"Compelling ... Curtis manages to navigate her way around the kind of sentimentality that characterizes so many family memoirs.... Ultimately the metamemoir is a balancing act, a creation of Curtis's insatiable curiosity." --
Quill & Quire
"Curtis weaves the threads of fact and speculation together with the skill of a novelist ... navigating the story with a deft, sure and sensitive touch, landing safely at a better understanding of herself and her family, in a beautifully realized narrative." --
The Globe and Mail "A blend of fact and remembrance,
Into the Blue is a classic piece of Canadiana, a family drama and an absorbing read. A universal story, told so well, with such immensely effective writing skills, that readers will easily imagine they have known the fate of the Crawfords forever." --
The Owen Sound Sun Times "
Into the Blue is a love letter to Georgian Bay disguised as a haunting family memoir. Curtis is a solid journalist with a great imagination." --
National Post
Award-winning journalist Andrea Curtis explores the shadows cast over her family by a century-old shipwreck and uncovers the tragedy, disaster and promise of early life on the Great Lakes.
Every family has a story, passed down through generations. For Andrea Curtis that story is the wreck of the SS J.H. Jones. In 1906, the late-November swells of Georgian Bay erupt into a blinding storm, sinking the Jones and claiming the lives of all on board. Left in the wake is Captain Jim Crawford's one-year-old daughter, Eleanor, who faces a daunting future of poverty and isolation.

→ **Stated goal 1**:
Print everything in the Into the Blue book description from "Into the Blue is a love" down to "poverty and isolation.".
→ **Stated goal 2**:
Continue the Into the Blue book description from where it stops.

→ **Data listing**:
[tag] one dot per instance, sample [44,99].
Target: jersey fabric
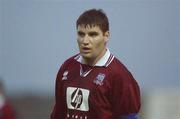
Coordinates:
[106,90]
[6,112]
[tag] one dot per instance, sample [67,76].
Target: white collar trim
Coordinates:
[104,61]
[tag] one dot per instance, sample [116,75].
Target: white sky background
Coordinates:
[38,35]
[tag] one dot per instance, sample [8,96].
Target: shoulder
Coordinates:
[120,72]
[70,61]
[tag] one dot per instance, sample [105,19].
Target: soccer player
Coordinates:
[94,84]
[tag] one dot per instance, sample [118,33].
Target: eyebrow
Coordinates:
[89,33]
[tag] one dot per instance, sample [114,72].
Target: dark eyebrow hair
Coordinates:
[93,33]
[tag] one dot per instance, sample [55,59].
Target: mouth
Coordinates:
[85,50]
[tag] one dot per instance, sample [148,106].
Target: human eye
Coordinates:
[93,34]
[81,34]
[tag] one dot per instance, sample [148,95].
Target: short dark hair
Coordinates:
[94,17]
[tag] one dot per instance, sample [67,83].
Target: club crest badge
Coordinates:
[99,79]
[65,75]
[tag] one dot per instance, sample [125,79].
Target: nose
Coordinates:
[86,40]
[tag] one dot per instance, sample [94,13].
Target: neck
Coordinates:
[93,61]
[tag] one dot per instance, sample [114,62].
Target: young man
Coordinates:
[94,84]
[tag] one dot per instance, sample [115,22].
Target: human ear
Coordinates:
[106,36]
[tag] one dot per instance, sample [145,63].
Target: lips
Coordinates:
[86,50]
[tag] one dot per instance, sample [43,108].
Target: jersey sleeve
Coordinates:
[59,107]
[125,96]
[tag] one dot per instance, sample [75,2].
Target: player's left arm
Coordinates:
[129,116]
[126,96]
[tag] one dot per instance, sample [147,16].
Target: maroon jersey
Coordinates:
[106,90]
[6,112]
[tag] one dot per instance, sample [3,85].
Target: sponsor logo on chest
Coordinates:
[77,98]
[99,79]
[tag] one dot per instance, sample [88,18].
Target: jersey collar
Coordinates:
[104,61]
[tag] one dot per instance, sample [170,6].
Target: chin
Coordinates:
[86,56]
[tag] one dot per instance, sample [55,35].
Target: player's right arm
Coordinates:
[59,107]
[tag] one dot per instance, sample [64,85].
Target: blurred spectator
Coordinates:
[6,110]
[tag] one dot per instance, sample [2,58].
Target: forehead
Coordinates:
[89,28]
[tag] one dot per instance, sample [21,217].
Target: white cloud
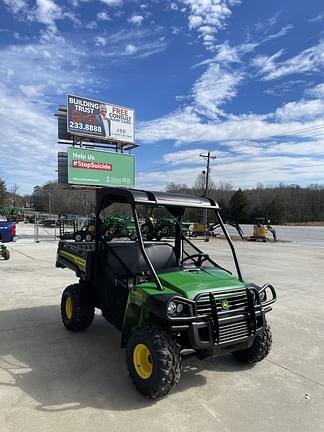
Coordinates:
[242,171]
[186,127]
[309,60]
[29,134]
[136,19]
[46,67]
[32,91]
[112,3]
[317,18]
[303,110]
[317,91]
[47,11]
[121,44]
[284,30]
[185,157]
[16,5]
[100,41]
[208,17]
[130,49]
[103,16]
[213,88]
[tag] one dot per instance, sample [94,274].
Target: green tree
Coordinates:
[277,211]
[239,206]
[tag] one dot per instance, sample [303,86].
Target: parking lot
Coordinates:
[52,380]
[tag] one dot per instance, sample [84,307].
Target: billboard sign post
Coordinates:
[98,168]
[100,120]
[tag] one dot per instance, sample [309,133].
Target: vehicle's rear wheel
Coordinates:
[153,361]
[258,351]
[88,237]
[76,316]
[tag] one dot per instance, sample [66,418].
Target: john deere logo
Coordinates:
[225,304]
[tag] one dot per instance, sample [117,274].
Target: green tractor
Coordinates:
[4,252]
[167,298]
[119,226]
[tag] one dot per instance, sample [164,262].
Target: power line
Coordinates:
[299,131]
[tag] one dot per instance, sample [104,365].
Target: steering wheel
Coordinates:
[201,257]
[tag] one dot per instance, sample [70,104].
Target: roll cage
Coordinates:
[176,204]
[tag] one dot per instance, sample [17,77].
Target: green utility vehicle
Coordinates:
[4,252]
[167,299]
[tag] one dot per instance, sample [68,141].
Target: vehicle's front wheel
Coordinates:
[76,316]
[259,349]
[153,361]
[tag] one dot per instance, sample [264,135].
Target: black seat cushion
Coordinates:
[126,259]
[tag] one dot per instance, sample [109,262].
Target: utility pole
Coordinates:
[207,156]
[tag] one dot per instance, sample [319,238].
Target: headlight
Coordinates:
[172,308]
[177,308]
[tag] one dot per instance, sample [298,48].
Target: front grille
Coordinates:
[229,314]
[237,301]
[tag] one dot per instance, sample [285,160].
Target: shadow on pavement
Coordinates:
[65,371]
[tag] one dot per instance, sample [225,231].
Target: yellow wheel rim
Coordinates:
[68,308]
[143,363]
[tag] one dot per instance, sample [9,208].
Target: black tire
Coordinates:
[88,237]
[165,361]
[258,351]
[75,315]
[78,237]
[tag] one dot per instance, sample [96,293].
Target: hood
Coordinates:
[189,283]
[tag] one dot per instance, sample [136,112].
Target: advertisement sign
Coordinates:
[101,120]
[97,168]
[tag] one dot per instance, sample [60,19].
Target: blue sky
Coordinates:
[241,78]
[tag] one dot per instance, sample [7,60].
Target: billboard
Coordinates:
[97,168]
[101,120]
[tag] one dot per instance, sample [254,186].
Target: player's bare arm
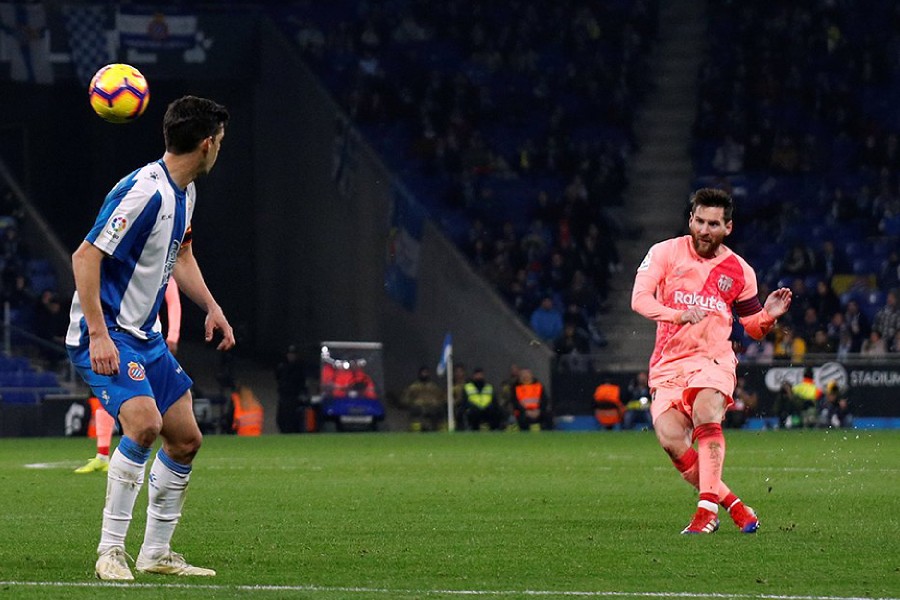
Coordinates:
[778,302]
[190,281]
[86,267]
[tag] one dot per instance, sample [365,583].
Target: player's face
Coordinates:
[212,145]
[708,229]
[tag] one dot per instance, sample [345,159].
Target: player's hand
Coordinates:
[215,319]
[692,315]
[778,302]
[104,354]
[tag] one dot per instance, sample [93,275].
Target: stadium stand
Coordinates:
[512,125]
[794,118]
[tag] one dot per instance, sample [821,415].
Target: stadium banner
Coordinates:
[151,30]
[873,388]
[406,220]
[25,43]
[55,416]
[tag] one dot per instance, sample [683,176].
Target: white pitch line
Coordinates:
[392,591]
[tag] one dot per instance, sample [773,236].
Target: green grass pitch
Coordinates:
[434,516]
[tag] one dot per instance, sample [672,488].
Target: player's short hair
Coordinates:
[190,120]
[712,197]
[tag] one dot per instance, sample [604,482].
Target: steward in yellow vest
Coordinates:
[480,408]
[248,412]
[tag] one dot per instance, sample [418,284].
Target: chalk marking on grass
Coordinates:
[62,464]
[393,591]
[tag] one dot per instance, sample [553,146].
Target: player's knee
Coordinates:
[147,432]
[185,449]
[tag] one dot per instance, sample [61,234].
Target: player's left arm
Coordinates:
[173,309]
[190,281]
[758,320]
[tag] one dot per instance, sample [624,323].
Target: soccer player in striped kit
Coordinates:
[692,286]
[141,237]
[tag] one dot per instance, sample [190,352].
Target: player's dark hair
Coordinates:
[714,198]
[190,120]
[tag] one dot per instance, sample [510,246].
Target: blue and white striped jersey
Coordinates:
[140,228]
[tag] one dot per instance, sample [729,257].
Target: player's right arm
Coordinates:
[651,272]
[86,267]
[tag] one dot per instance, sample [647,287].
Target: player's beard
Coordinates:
[707,246]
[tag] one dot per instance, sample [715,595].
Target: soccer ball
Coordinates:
[119,93]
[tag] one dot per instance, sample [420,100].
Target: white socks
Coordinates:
[167,487]
[123,483]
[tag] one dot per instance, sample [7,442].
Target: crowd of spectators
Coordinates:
[796,119]
[28,289]
[512,124]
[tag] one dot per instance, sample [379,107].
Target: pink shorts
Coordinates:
[680,391]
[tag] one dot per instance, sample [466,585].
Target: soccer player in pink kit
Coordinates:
[691,286]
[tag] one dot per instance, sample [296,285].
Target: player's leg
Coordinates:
[708,410]
[169,478]
[104,425]
[141,423]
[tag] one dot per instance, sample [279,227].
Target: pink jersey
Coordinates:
[673,278]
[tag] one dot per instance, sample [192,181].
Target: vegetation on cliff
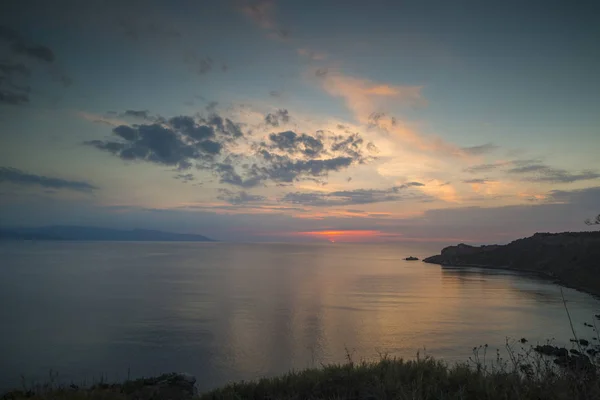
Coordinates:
[572,258]
[530,376]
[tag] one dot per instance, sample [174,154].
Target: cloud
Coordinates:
[358,196]
[280,116]
[588,198]
[20,46]
[12,98]
[481,149]
[185,178]
[483,167]
[283,169]
[134,29]
[500,164]
[364,97]
[238,198]
[141,114]
[262,13]
[543,173]
[313,55]
[208,142]
[321,72]
[292,143]
[477,181]
[158,144]
[15,69]
[16,176]
[370,101]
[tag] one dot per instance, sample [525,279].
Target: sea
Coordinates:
[84,312]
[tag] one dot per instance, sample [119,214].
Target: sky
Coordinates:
[275,120]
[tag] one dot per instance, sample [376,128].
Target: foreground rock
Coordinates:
[173,386]
[572,258]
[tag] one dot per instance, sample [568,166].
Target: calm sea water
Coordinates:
[225,312]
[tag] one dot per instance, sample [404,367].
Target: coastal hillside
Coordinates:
[573,258]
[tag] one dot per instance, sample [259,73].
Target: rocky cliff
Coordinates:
[573,258]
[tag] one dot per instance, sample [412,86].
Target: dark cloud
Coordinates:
[292,143]
[587,198]
[159,144]
[12,98]
[16,176]
[185,178]
[207,143]
[280,116]
[238,198]
[15,68]
[7,68]
[544,173]
[481,149]
[141,114]
[228,174]
[358,196]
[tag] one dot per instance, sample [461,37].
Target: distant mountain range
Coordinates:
[572,258]
[89,233]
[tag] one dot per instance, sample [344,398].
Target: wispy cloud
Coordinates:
[544,173]
[238,198]
[262,13]
[481,149]
[357,196]
[19,177]
[371,101]
[311,54]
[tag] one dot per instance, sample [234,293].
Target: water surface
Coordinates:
[225,312]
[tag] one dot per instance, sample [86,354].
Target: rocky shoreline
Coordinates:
[571,259]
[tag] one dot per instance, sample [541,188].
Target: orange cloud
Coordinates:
[369,101]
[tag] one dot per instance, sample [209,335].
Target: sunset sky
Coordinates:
[438,121]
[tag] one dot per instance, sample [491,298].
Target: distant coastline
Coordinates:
[88,233]
[571,259]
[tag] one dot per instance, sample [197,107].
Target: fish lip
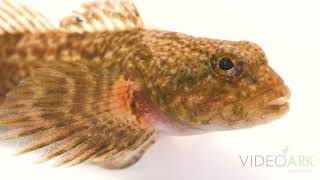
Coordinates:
[280,101]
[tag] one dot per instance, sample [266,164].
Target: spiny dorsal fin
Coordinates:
[103,15]
[16,18]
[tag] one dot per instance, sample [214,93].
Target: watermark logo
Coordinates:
[292,162]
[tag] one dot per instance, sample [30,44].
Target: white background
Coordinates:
[289,33]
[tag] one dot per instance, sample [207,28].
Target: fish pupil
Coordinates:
[226,63]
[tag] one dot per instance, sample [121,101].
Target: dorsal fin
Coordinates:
[16,18]
[103,15]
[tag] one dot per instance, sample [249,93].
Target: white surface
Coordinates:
[289,33]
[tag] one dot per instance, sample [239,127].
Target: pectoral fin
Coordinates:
[83,113]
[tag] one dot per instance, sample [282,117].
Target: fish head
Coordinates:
[218,85]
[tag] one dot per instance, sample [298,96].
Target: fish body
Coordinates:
[105,94]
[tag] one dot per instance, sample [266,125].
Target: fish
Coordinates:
[102,86]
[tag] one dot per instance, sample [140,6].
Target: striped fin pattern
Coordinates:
[103,15]
[82,113]
[15,18]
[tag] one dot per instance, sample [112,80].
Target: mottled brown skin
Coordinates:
[179,73]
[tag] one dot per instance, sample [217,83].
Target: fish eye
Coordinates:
[225,63]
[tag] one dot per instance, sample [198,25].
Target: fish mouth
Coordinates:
[263,109]
[279,98]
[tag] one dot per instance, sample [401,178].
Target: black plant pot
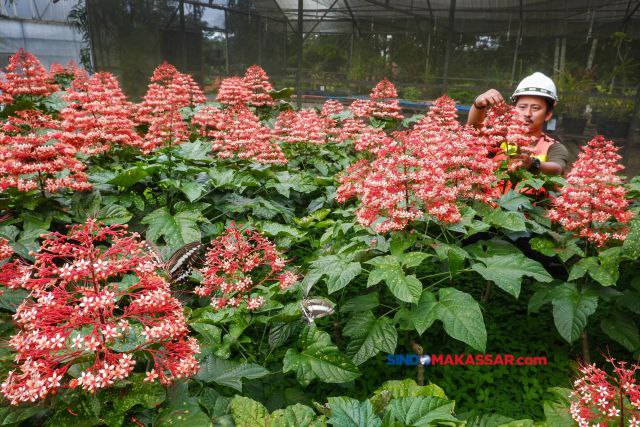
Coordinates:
[573,125]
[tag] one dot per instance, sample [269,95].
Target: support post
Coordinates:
[447,53]
[300,40]
[183,40]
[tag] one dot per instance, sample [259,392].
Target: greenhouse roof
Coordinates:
[569,18]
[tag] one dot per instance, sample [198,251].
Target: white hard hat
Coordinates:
[536,84]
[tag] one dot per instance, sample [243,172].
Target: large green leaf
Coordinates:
[129,177]
[181,410]
[623,330]
[507,271]
[228,373]
[421,411]
[319,358]
[403,388]
[176,230]
[360,303]
[405,288]
[369,336]
[295,416]
[248,413]
[461,317]
[348,412]
[340,271]
[425,312]
[571,309]
[631,245]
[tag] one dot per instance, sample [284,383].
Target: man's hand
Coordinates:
[488,99]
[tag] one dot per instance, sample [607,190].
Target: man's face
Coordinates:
[533,109]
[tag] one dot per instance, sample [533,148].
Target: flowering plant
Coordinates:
[95,297]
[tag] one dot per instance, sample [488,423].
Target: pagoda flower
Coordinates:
[80,310]
[304,126]
[234,91]
[239,265]
[507,135]
[31,158]
[168,92]
[604,399]
[593,204]
[257,81]
[25,75]
[97,115]
[237,132]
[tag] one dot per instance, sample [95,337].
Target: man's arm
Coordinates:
[480,104]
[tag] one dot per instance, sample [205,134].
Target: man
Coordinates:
[534,100]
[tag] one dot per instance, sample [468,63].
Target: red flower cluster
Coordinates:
[593,204]
[30,157]
[169,91]
[507,135]
[238,265]
[601,399]
[237,131]
[302,126]
[234,91]
[97,115]
[82,308]
[331,107]
[256,79]
[428,170]
[25,75]
[383,103]
[459,151]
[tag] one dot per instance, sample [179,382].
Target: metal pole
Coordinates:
[300,40]
[447,53]
[515,52]
[183,40]
[226,44]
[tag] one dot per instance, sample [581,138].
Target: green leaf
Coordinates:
[555,410]
[622,330]
[513,221]
[228,373]
[129,177]
[276,229]
[507,271]
[603,270]
[319,358]
[192,190]
[631,245]
[114,214]
[571,309]
[461,317]
[339,271]
[248,413]
[348,412]
[181,410]
[176,230]
[12,415]
[286,182]
[369,336]
[425,312]
[421,411]
[405,288]
[395,389]
[196,150]
[295,416]
[513,201]
[360,303]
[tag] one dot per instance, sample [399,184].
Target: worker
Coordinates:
[534,99]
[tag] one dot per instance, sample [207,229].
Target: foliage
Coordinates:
[390,232]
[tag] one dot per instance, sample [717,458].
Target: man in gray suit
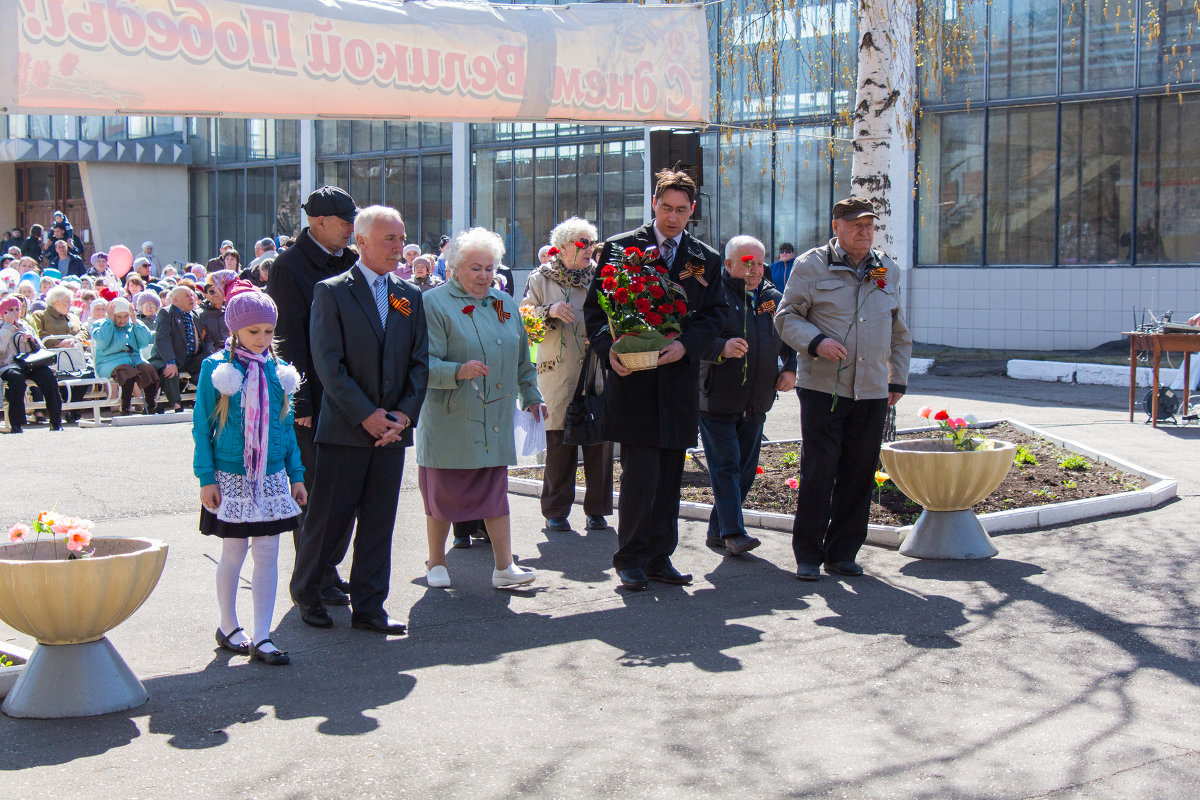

→ **Expected output 1**:
Into the Blue is a love letter to Georgian Bay disguised as a haunting family memoir. Curtis is a solid journalist with a great imagination." --
National Post
Award-winning journalist Andrea Curtis explores the shadows cast over her family by a century-old shipwreck and uncovers the tragedy, disaster and promise of early life on the Great Lakes.
Every family has a story, passed down through generations. For Andrea Curtis that story is the wreck of the SS J.H. Jones. In 1906, the late-November swells of Georgian Bay erupt into a blinding storm, sinking the Jones and claiming the lives of all on board. Left in the wake is Captain Jim Crawford's one-year-old daughter, Eleanor, who faces a daunting future of poverty and isolation.

→ **Expected output 2**:
But Eleanor emerges from her childhood determined to leave behind the restrictions of her small town. She plunges into the excitement of Jazz-era California and 1930s Montreal, struggling to become a poet and a writer. Almost a century later, Andrea knows her grandmother Eleanor only as a sophisticated, respected Montreal matriarch. Until, while researching Jim Crawford's role in the Jones tragedy, she discovers that Eleanor had a hidden past.
Using family stories, archival research and fictionalized re-enactments, Andrea Curtis narrates her family's history, and that of the place they once called home. Into the Blue shimmers with Curtis's rich and reflective voice, recreating a little-known but formative time when Canadians persevered through unthinkable loss, violence and disaster, and brings to life a grand era of Great Lakes history. This is a worthy peer to such beloved memoirs as David Macfarlane's
The Danger Tree and Roy MacGregor's
A Life in the Bush.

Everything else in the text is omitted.